В апреле после отъезда Джеральда на Маврикий Джеки вернулась на Джерси, чтобы забрать вещи и привести в порядок счета Джеральда. Тогда она была в зоопарке в последний раз. Саймон Хикс, прибывший на Джерси, чтобы занять пост зоологического координатора Фонда, а впоследствии ставший секретарем Фонда, вспоминал: «В зоопарке царила полная неразбериха, и я с первого же дня включился в работу. Господи, сказал я себе, мне-то зачем это нужно? Джеральд Даррелл за границей, его жена упаковывает свои вещи и уезжает. Приехали телевизионщики. «Мистер Даррелл здесь?» – спросили они. «Нет, он за тысячи километров отсюда, – ответил я. – Я здесь новичок и не могу вам ничем помочь. Я совершенно растерян». Никто не посвятил меня в тайну. Мне пришлось во всем разбираться самому. Я ничего не понимал, кроме того, что положение очень серьезное». Уезжая, Джеки оставила прощальную записку Джереми Маллинсону: «Прощайте, надеюсь больше никогда в жизни не увидеть это чертово место».
В этот момент Джеральд был далеко от Джерси – и морально, и физически. Он впервые оказался на Маврикии, втором по величине из Маскаренских островов, лежащем к востоку от Мадагаскара. Этому острову было суждено оказаться местом осуществления наиболее долгосрочного и успешного проекта Фонда охраны дикой природы.

+--

Что нужно сделать.
**A.** Выведите слово в слово часть отрывка о зоопарке на Джерси от слов «В этот момент» до слов «охраны дикой природы.».
**B.** Перескажите отрывок о зоопарке на Джерси в двух предложениях.
Эти объекты взяты из другого источника.

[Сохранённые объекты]

+--

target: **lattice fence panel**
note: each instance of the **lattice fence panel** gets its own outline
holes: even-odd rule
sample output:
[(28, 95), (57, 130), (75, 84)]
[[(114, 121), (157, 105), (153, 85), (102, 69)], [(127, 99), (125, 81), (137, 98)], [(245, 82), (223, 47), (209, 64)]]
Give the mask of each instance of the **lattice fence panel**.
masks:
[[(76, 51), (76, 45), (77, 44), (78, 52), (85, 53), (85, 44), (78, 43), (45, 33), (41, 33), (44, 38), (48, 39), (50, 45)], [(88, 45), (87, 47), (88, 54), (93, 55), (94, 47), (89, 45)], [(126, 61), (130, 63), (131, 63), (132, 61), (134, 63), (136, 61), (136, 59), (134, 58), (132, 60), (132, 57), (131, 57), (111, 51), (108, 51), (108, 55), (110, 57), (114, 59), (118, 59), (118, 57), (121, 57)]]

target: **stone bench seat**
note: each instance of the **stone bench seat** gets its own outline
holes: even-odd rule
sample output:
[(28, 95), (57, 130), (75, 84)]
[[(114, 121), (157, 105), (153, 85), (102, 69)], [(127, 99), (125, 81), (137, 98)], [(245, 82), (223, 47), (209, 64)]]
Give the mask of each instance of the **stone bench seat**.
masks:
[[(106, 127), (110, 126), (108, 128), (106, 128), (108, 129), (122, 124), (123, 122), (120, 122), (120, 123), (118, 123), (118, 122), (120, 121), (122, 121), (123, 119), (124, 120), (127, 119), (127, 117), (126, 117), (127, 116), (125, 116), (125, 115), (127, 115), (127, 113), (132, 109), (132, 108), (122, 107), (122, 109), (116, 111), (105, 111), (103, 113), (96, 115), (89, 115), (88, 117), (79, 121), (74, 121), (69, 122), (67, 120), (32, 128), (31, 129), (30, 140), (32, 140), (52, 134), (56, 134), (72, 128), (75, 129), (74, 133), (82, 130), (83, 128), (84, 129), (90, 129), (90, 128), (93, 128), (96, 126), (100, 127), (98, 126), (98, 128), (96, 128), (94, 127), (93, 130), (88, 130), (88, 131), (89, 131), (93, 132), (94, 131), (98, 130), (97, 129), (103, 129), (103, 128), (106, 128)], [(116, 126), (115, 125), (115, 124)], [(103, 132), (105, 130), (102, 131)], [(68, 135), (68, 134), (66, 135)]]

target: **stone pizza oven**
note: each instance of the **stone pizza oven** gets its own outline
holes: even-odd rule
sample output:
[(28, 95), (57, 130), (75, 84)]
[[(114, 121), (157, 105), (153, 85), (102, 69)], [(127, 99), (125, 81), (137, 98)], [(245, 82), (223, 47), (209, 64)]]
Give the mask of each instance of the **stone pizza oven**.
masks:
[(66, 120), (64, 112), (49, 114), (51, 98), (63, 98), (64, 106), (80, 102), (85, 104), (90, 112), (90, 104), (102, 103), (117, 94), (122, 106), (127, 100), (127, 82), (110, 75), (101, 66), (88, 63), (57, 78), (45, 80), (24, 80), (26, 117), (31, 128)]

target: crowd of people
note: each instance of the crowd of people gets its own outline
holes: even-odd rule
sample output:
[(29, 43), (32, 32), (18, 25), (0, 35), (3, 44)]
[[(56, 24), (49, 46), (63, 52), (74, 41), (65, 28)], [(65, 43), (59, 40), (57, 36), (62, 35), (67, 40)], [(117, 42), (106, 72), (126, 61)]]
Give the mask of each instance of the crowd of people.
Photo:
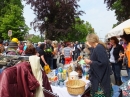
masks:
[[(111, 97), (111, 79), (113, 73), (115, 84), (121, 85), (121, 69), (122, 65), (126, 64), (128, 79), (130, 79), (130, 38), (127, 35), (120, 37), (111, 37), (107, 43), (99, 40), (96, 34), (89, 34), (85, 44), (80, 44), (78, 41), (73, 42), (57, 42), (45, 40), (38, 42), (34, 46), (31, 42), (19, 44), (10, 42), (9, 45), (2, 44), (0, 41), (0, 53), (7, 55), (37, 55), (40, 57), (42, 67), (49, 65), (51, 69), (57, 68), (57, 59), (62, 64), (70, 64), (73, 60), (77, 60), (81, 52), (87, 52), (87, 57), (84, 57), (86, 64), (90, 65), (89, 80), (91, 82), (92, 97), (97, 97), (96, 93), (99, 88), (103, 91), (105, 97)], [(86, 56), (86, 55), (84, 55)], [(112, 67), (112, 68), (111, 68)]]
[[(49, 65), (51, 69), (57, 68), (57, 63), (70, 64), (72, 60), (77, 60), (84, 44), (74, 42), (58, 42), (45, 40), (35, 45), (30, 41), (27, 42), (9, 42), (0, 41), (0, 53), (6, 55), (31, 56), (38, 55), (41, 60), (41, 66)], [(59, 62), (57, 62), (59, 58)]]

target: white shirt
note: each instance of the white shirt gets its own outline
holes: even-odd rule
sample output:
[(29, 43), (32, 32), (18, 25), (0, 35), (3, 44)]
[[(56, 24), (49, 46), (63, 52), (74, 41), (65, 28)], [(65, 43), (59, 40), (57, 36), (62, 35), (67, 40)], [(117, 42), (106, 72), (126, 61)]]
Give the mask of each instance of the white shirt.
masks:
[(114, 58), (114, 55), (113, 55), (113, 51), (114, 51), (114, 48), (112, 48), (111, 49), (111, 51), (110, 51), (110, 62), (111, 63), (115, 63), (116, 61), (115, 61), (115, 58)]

+--

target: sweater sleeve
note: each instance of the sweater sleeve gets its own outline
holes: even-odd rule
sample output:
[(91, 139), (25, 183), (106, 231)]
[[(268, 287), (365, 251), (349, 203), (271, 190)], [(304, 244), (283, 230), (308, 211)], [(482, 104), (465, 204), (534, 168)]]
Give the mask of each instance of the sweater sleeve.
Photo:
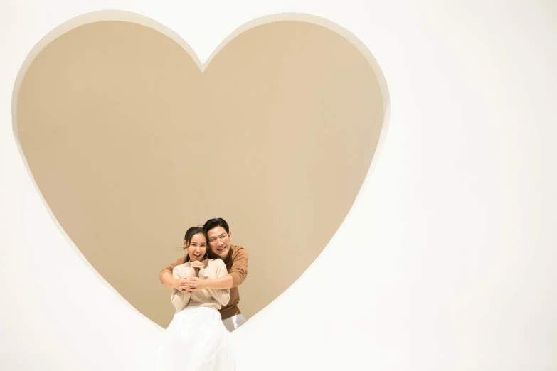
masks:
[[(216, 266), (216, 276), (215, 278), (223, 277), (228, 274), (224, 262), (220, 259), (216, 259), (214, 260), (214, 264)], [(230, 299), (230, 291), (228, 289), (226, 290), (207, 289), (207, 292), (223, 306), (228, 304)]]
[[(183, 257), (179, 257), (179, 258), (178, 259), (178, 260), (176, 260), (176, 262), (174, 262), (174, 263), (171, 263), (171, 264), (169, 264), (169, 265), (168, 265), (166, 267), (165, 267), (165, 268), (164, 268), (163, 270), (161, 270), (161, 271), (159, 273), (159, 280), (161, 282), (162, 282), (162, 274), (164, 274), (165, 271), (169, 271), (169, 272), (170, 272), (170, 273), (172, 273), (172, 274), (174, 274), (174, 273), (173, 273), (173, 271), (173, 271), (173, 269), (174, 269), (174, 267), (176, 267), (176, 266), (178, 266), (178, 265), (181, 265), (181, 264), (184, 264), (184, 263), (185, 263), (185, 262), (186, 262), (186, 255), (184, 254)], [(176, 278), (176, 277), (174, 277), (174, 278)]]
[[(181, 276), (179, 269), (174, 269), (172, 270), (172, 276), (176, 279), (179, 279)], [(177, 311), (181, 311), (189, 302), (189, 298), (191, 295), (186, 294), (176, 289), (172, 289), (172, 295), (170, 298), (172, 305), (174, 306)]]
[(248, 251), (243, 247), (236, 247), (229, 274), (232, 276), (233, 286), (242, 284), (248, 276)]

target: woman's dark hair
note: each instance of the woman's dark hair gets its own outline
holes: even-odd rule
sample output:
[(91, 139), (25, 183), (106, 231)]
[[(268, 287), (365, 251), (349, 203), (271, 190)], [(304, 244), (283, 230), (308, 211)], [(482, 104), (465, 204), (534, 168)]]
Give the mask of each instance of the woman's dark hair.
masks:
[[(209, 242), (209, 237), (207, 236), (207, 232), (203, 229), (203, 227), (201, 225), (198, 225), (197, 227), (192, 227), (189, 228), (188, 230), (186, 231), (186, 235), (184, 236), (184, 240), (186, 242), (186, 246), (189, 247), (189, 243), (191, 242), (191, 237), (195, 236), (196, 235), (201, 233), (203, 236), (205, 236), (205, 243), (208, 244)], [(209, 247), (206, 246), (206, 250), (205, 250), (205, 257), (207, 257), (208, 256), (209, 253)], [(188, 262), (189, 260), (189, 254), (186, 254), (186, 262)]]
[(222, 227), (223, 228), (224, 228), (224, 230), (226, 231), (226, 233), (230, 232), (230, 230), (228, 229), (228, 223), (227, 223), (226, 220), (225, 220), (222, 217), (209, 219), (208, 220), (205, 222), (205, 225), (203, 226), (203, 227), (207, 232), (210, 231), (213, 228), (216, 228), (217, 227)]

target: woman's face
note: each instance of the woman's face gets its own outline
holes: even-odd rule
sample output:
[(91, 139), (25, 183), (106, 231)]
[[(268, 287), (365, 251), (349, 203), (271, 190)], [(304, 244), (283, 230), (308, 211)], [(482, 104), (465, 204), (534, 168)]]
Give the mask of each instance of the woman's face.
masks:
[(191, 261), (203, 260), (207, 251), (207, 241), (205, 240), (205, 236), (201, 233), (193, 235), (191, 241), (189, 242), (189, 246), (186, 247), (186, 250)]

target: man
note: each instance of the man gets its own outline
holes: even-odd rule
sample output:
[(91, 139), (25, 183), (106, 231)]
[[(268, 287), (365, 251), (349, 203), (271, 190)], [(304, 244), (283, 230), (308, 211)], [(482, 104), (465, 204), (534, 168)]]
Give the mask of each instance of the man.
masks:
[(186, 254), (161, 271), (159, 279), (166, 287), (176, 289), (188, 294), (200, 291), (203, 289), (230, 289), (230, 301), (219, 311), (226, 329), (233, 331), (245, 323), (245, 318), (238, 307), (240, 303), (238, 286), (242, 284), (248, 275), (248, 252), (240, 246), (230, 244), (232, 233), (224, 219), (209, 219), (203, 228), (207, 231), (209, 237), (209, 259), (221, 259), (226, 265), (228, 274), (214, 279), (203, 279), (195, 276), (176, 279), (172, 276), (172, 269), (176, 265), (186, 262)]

+--

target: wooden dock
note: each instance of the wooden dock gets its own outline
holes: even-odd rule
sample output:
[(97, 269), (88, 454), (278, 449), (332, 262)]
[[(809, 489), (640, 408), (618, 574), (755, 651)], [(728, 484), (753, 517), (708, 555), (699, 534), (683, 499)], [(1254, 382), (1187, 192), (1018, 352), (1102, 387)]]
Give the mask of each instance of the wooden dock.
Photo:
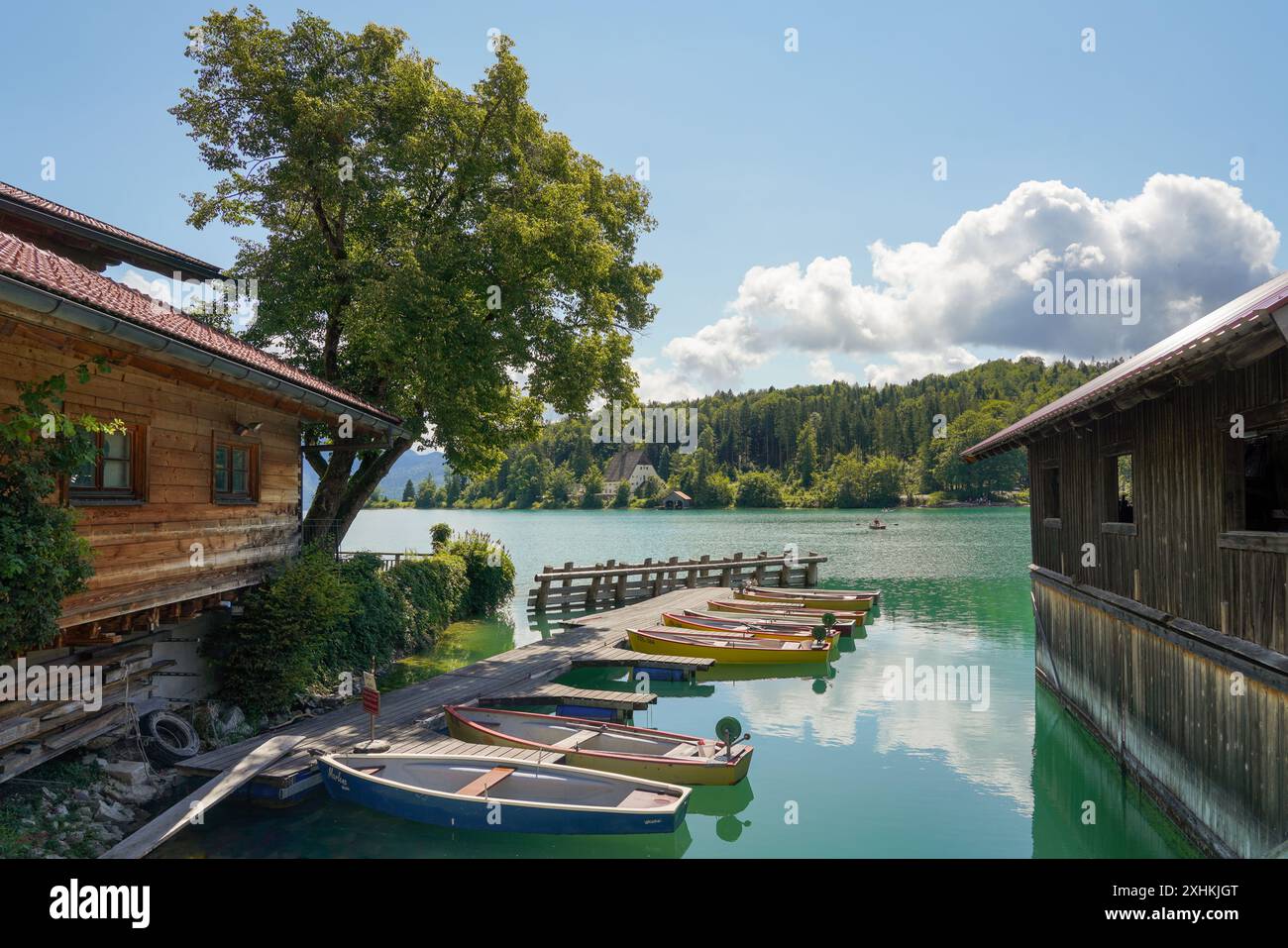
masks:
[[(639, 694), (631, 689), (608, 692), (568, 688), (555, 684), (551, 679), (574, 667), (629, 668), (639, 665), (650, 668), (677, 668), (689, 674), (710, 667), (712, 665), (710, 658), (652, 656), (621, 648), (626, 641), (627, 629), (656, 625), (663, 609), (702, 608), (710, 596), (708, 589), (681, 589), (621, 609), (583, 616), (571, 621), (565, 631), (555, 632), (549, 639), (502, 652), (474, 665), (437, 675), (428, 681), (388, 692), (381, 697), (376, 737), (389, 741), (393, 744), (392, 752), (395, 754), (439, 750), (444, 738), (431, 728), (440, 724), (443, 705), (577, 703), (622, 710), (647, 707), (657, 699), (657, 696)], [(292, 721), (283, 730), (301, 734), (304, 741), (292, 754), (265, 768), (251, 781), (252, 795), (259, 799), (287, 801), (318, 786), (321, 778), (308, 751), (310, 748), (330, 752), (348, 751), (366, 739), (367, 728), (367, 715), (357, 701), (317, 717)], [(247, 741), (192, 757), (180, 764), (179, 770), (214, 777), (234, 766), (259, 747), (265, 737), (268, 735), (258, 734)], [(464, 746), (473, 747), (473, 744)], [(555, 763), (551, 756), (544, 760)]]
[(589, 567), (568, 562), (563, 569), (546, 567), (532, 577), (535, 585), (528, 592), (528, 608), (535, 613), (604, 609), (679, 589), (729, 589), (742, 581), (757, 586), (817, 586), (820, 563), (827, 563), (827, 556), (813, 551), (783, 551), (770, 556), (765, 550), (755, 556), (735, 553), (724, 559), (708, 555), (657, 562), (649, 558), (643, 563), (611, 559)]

+--

Ответы на задания.
**A.**
В этот момент Джеральд был далеко от Джерси – и морально, и физически. Он впервые оказался на Маврикии, втором по величине из Маскаренских островов, лежащем к востоку от Мадагаскара. Этому острову было суждено оказаться местом осуществления наиболее долгосрочного и успешного проекта Фонда охраны дикой природы.

**B.** В апреле, когда Джеральд уехал на Маврикий, Джеки вернулась на Джерси за вещами и чтобы привести в порядок его счета, а Саймон Хикс, только что приехавший работать в Фонд, застал в зоопарке полную неразбериху. Уезжая, Джеки оставила Джереми Маллинсону записку, что надеется больше никогда не увидеть это место, а Джеральд тем временем впервые оказался на Маврикии, где потом осуществился самый долгосрочный и успешный проект Фонда.